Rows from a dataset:
+-------+
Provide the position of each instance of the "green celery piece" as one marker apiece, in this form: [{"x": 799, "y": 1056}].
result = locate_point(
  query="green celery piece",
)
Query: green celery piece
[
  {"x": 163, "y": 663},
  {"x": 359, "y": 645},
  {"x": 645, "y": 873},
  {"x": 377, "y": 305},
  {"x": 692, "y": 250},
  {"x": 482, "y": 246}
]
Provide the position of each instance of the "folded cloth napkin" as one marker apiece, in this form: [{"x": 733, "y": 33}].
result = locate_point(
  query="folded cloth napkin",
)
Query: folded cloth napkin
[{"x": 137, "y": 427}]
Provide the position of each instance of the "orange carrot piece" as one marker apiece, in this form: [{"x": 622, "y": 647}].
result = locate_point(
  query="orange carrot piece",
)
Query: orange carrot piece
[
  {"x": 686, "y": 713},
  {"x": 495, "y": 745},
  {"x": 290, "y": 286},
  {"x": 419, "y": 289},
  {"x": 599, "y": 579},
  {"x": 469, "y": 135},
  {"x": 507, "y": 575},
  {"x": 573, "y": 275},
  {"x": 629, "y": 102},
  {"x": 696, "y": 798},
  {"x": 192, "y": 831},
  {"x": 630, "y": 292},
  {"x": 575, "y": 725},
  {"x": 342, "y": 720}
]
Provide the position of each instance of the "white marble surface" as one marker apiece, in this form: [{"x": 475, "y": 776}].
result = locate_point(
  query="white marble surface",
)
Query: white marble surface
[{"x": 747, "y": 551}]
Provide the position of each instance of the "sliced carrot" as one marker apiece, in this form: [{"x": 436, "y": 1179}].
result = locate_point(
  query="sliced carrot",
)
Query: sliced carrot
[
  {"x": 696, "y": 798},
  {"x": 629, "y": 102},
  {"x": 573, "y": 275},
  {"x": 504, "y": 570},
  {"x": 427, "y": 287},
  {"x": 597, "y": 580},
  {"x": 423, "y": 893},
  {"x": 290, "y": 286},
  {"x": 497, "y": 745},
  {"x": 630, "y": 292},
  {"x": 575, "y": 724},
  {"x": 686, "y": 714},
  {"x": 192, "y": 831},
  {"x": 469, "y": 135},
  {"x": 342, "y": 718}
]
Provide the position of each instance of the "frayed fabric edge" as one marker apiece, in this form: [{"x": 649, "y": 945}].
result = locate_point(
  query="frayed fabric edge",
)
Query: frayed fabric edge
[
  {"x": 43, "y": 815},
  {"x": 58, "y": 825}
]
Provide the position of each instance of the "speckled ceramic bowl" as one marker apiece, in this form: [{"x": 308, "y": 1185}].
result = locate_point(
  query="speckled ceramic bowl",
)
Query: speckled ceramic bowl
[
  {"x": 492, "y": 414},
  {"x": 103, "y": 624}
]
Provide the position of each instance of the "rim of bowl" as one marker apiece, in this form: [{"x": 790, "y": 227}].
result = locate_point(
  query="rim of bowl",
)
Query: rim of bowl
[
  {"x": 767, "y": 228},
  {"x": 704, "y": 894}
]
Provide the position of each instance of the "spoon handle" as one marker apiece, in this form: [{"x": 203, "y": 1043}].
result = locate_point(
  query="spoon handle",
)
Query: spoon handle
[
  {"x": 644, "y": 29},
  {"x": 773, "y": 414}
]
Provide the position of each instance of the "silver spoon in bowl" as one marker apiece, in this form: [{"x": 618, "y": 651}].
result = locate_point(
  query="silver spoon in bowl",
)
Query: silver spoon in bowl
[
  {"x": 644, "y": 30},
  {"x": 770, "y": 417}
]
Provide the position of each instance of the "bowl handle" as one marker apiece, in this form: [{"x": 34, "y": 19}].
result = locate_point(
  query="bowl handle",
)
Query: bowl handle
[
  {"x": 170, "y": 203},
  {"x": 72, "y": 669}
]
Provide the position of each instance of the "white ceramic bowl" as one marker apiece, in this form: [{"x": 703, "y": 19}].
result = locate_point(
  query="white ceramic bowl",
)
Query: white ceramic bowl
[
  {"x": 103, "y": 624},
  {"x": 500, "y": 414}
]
+-------+
Show each line of the records that contains the word "carrot".

Provide the position of each instance of the "orange carrot piece" as one marker apiece, in this form: [{"x": 622, "y": 647}].
  query="orange carrot piece",
Query: orange carrot piece
Provide the position of each instance of the "sliced carrot" as one marker apiece, in this form: [{"x": 436, "y": 1179}].
  query="sliced carrot",
Query: sliced carrot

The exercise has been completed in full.